Data Start Marker

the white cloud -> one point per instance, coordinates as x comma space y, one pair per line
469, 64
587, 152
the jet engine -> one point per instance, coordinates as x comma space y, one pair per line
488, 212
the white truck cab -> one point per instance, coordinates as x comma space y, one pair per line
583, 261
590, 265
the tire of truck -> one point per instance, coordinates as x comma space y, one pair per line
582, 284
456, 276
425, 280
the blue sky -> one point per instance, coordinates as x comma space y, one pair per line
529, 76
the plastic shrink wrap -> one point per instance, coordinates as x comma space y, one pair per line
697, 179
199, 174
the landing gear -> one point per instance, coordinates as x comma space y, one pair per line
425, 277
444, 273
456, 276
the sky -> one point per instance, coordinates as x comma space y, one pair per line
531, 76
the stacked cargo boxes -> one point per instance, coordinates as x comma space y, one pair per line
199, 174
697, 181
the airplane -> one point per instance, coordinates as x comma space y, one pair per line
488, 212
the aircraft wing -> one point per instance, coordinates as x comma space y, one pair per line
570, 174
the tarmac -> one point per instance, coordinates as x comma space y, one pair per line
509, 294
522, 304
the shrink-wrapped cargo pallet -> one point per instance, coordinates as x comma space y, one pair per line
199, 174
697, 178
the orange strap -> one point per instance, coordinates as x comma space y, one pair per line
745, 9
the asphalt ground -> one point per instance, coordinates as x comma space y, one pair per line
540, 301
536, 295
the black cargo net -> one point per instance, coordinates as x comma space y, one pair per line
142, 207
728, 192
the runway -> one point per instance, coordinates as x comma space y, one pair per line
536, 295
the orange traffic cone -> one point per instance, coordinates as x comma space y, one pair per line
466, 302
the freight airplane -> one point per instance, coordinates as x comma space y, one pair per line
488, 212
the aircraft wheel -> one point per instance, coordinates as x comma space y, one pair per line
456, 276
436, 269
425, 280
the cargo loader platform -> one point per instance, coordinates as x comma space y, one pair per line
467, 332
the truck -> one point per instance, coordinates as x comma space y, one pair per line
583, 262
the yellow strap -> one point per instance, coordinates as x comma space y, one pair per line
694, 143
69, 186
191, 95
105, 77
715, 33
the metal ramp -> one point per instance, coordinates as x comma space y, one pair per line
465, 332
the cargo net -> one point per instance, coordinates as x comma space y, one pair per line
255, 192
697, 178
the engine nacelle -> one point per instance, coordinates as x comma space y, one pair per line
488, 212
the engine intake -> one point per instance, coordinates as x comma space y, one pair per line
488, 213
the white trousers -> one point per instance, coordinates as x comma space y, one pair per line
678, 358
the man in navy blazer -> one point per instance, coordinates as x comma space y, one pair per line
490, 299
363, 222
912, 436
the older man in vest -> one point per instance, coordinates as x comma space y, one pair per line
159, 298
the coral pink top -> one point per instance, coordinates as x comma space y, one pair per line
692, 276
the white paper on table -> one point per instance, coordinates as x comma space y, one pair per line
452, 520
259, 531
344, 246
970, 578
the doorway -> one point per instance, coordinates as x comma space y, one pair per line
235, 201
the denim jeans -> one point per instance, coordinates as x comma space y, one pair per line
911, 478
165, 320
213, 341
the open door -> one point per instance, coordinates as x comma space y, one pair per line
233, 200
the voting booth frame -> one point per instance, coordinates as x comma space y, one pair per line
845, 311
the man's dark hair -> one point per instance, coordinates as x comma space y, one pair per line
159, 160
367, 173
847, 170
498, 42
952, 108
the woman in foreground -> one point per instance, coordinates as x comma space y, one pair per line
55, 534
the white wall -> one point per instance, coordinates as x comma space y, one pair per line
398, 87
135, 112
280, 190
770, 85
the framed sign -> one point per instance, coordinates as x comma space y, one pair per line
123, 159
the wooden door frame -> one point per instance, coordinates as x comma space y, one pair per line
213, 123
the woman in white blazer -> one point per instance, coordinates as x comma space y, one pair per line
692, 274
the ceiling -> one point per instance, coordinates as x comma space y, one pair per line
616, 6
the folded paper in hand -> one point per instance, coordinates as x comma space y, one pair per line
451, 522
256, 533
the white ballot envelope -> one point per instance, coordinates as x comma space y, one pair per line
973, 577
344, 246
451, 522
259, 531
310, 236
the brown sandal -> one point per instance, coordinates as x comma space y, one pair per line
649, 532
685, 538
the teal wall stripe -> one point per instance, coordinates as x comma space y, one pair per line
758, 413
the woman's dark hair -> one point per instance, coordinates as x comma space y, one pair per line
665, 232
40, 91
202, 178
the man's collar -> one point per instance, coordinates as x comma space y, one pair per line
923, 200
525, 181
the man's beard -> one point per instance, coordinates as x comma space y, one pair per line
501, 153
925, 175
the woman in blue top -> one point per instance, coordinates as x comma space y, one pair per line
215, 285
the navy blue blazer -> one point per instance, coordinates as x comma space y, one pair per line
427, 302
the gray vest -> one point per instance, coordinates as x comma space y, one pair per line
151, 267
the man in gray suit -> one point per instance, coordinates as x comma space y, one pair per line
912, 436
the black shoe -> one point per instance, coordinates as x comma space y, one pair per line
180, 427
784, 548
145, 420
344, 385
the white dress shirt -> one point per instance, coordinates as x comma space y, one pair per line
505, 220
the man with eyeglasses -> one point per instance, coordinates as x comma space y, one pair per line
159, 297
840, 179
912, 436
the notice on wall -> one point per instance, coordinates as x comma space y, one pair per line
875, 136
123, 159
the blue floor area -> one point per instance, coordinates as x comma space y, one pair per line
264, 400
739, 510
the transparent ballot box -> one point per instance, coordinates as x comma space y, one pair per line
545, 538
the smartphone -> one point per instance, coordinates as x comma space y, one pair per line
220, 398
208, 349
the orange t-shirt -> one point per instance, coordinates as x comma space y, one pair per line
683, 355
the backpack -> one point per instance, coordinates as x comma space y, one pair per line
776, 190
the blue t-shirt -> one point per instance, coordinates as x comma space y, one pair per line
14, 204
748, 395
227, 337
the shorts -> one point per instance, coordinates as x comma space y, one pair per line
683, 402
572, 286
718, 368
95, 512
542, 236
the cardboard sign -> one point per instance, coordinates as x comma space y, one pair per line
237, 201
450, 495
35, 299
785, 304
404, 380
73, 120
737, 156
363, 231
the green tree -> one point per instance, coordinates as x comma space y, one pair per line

Data End Marker

* _Required work_:
Set down all of the entries exactly, please.

* _Exercise answer_:
the white cloud -> one point per instance, coordinates as x comma space y, one pair per line
469, 64
587, 152
the jet engine -> one point per instance, coordinates as x comma space y, one pair per line
488, 212
the white truck cab -> one point per instance, coordinates as x comma space y, one pair per line
583, 261
590, 265
the tire of truck -> one point per instance, coordinates as x comma space y, one pair per line
582, 284
456, 276
425, 280
the blue sky -> one point per instance, coordinates as x comma space y, one pair per line
529, 76
the plastic shrink wrap -> one point per instance, coordinates as x comma space y, one pair per line
697, 179
199, 174
the landing gear -> one point per instance, coordinates as x comma space y, one pair per line
425, 277
444, 273
456, 276
the sky -> one point per instance, coordinates as x comma space y, one pair per line
531, 76
the stacked cargo boxes -> one point per instance, coordinates as x comma space y, one pair per line
199, 174
697, 181
the airplane -> one point per instance, coordinates as x comma space y, one pair per line
488, 212
the aircraft wing -> one point per instance, coordinates as x comma space y, one pair per line
570, 174
the tarmac -> one point per instance, coordinates as x comma space y, one pair per line
509, 294
522, 304
the shrink-wrapped cargo pallet -> one point per instance, coordinates as x comma space y, one pair per line
199, 174
697, 178
the orange strap -> one point per instance, coordinates as x comma space y, one pair per line
745, 9
the asphalt ground -> one point per instance, coordinates as x comma space y, one pair per line
540, 301
536, 295
the black cargo net -> one point per instance, coordinates as x comma space y, one pair per line
142, 207
728, 192
the runway -> one point per instance, coordinates as x comma space y, one pair per line
536, 295
the orange traffic cone -> one point per instance, coordinates as x comma space y, one pair per line
466, 302
the freight airplane -> one point per instance, coordinates as x comma space y, one pair per line
488, 212
the aircraft wheel -> one point per instance, coordinates as x comma space y, one pair per line
456, 276
436, 269
425, 280
the cargo loader platform -> one point per instance, coordinates as x comma space y, one pair per line
467, 332
the truck -> one point per instance, coordinates as x comma space y, one pair per line
583, 262
the yellow strap -> one point per instance, coordinates as x comma space y, one pair per line
694, 143
69, 186
191, 95
105, 77
715, 33
the metal ramp -> one point per instance, coordinates as x comma space y, one pair per line
465, 332
the cargo net -> one point per instance, coordinates as x comma space y, one pair per line
255, 192
697, 178
the engine nacelle -> one point per instance, coordinates as x comma space y, one pair per line
488, 212
the engine intake -> one point per instance, coordinates as x comma space y, one pair per line
488, 213
the white trousers -> one point per instance, coordinates as x comma space y, one pair per line
678, 358
the man in navy blazer -> one point per instance, coordinates as x comma space y, one pair per line
490, 299
363, 222
912, 436
the older man in vest -> one point per instance, coordinates as x comma space y, one pair per line
159, 298
the coral pink top -> one point per instance, coordinates as x comma space y, one pair per line
692, 276
the white paper on table -> one point per instance, coordinates as x comma space y, one pair per line
452, 520
259, 531
344, 246
970, 578
the doorway -> one point per instance, coordinates as x comma space y, one pair per line
235, 201
the denim jeans -> one point per instance, coordinates as x comma space y, one pair per line
911, 478
165, 320
213, 341
the open door -> one point per instance, coordinates as x comma space y, one pair per line
233, 200
the voting booth frame -> one point per instance, coordinates as x comma space y, one pair per line
845, 311
the man's dark hair -> one point per instance, coordinates as x comma space y, one pair per line
159, 160
367, 173
847, 170
498, 42
952, 108
the woman in foreground -> one point per instance, coordinates as x comma space y, one pair per line
55, 534
the white wall -> one point per instance, coordinates as x comma space y, one pair per line
398, 87
135, 112
280, 190
770, 85
the framed sign -> one point per instance, coordinates as x comma space y, one pair per line
123, 159
the wooden door frame -> one point per instance, coordinates as x comma space y, one pair per line
213, 123
the woman in white blazer -> one point per instance, coordinates as x comma space y, one pair per line
692, 274
the ceiling -> one point per instance, coordinates as x comma space y, one pair per line
616, 6
the folded paper in hand -> one point per instance, coordinates as x comma space y, one pair per line
451, 522
256, 533
the white ballot envelope -> one point per instance, coordinates as x comma space y, one pair per line
973, 577
344, 246
451, 522
259, 531
310, 236
the brown sandal -> one point per instance, coordinates as x comma space y, one pair per line
649, 532
685, 538
the teal wall stripe -> one point per instance, coordinates as x comma space y, one pair per line
758, 413
the woman's dark hair -> one point per instance, coordinates as x comma space y, one pair per line
665, 232
40, 91
202, 178
the man's collar -> one point per instance, coordinates as x comma space y, one pair per line
923, 200
525, 181
the man's beard -> one point per instance, coordinates as x comma space y, one pair per line
501, 153
925, 175
the woman in blue top -> one point per instance, coordinates as x comma space y, one pair per line
215, 285
the navy blue blazer -> one point per instance, coordinates as x comma space y, one pair per line
427, 302
the gray vest -> one point per instance, coordinates as x comma space y, one pair per line
151, 267
the man in gray suit -> one point per instance, coordinates as x comma space y, one pair per line
912, 436
the black shoe -> one point per instance, coordinates as x comma space y, one pair per line
180, 427
784, 548
145, 420
344, 385
the white dress shirt -> one point per instance, coordinates as x comma space y, one pair per line
505, 220
the man with eyeglasses -> one point per instance, coordinates as x comma space y, one pair per line
159, 297
840, 179
912, 436
the notice on wall -> one point per instance, coordinates as x comma space y, one pair per line
875, 136
123, 159
the blue floor area -> one point per instance, coordinates as x comma space y, one pair per line
264, 400
739, 510
the transparent ballot box -> one point per instance, coordinates as x comma space y, one pair per line
545, 538
the smartphone -> one point per instance, coordinates as x comma space y, one pair per line
220, 398
208, 349
the orange t-shirt -> one point per instance, coordinates as x comma space y, one pair per line
683, 355
the backpack -> one point per instance, coordinates as x comma space y, one pair per line
776, 190
the blue t-shirt -> one point per instance, coordinates as x comma space y, one pair per line
14, 204
748, 395
227, 337
the shorts -> one point per instance, coordinates as x comma space y, one pair per line
683, 402
572, 286
718, 368
95, 512
542, 236
the cardboard sign -> one point per instance, coordinates as x comma space y, one pair per line
237, 201
450, 495
35, 299
785, 304
404, 380
73, 120
737, 156
363, 231
the green tree -> one point per instance, coordinates as x comma space y, one pair per line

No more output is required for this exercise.